▶
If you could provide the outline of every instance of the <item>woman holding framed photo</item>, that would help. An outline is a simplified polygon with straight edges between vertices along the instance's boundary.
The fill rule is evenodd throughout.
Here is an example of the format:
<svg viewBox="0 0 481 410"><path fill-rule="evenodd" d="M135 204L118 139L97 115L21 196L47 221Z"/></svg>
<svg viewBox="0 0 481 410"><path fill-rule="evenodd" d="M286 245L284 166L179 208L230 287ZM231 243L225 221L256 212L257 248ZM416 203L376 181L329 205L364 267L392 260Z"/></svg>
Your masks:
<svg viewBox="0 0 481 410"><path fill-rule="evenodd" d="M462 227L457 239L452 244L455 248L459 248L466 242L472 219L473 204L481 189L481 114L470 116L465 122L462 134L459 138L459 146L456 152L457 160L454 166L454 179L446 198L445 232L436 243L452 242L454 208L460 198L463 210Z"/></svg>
◀
Identify every line above that contains the string "path" and copy each of those lines in full.

<svg viewBox="0 0 481 410"><path fill-rule="evenodd" d="M135 204L118 139L97 115L21 196L47 221Z"/></svg>
<svg viewBox="0 0 481 410"><path fill-rule="evenodd" d="M286 245L284 166L179 208L230 287ZM231 243L225 221L256 212L257 248ZM416 203L376 181L329 205L364 267L392 260Z"/></svg>
<svg viewBox="0 0 481 410"><path fill-rule="evenodd" d="M462 227L457 239L452 244L455 248L459 248L466 242L472 219L473 204L481 189L481 114L470 116L465 122L462 134L459 138L459 146L456 152L457 160L454 166L454 179L446 198L445 232L436 243L452 242L454 208L460 198L463 210Z"/></svg>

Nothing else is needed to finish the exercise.